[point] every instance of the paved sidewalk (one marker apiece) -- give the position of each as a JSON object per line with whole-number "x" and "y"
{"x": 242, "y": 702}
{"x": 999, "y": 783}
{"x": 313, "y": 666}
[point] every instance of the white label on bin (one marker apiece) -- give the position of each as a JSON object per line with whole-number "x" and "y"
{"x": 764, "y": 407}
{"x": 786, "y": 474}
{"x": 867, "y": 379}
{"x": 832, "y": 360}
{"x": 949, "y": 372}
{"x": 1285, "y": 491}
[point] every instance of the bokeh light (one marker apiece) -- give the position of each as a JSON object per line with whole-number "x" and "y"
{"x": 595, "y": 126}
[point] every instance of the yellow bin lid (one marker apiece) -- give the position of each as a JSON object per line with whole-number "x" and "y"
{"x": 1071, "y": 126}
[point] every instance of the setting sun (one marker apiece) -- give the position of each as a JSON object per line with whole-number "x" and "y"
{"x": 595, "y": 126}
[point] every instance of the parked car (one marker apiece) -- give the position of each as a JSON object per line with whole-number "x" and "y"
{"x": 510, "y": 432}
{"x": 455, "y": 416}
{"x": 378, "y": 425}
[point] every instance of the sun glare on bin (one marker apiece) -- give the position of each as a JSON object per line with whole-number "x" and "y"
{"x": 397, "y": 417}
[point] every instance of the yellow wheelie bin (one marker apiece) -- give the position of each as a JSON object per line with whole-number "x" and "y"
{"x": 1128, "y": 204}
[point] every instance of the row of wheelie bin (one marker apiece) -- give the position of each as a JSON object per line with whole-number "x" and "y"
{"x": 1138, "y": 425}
————
▶ _CONSIGNE_:
Recopiez toutes les entrées ci-dessus en remplaçant « wheelie bin » par « trash can », sans rien modifier d'autre.

▶ _CORRIGÉ_:
[point] every instance of the paved sidewalk (one marker apiece) -- give the position of each as a JSON object per line with whole-number "x" and "y"
{"x": 242, "y": 702}
{"x": 999, "y": 783}
{"x": 313, "y": 666}
[point] every instance of the white label on bin (one marker apiece) -- give the position of each as a JSON object per line with whole-number "x" and "y"
{"x": 764, "y": 407}
{"x": 786, "y": 474}
{"x": 867, "y": 379}
{"x": 832, "y": 360}
{"x": 949, "y": 372}
{"x": 1285, "y": 491}
[point] every instance of the bokeh light (one marker apiece) -- give the position of each as a JSON object per line with whole-number "x" and "y"
{"x": 595, "y": 126}
[point] every instance of the yellow bin lid (one marker apiece) -- give the position of each as a JSON object per line with whole-number "x" and "y"
{"x": 1071, "y": 126}
[point] every instance of the setting sun (one marker apiece) -- give the position of each as a JSON object per line with whole-number "x" and "y"
{"x": 595, "y": 126}
[point] every instance of the parked car (one marker apiece) -- give the position of each as a JSON object per line with whole-number "x" and "y"
{"x": 510, "y": 432}
{"x": 455, "y": 416}
{"x": 378, "y": 425}
[point] every instance of the sun glare on bin (one marker apiece) -- give the position of each as a JSON object per line with whole-number "x" and "y"
{"x": 397, "y": 417}
[point] every instance of the yellow trash can (one marker apiece) -- give the position of each as a JSON object per line with whole-number "x" and "y"
{"x": 1128, "y": 204}
[point] every instance of the row of trash can (one marker apiece) -- give the position of each as a JSON object per line with whole-number "x" and "y"
{"x": 1138, "y": 425}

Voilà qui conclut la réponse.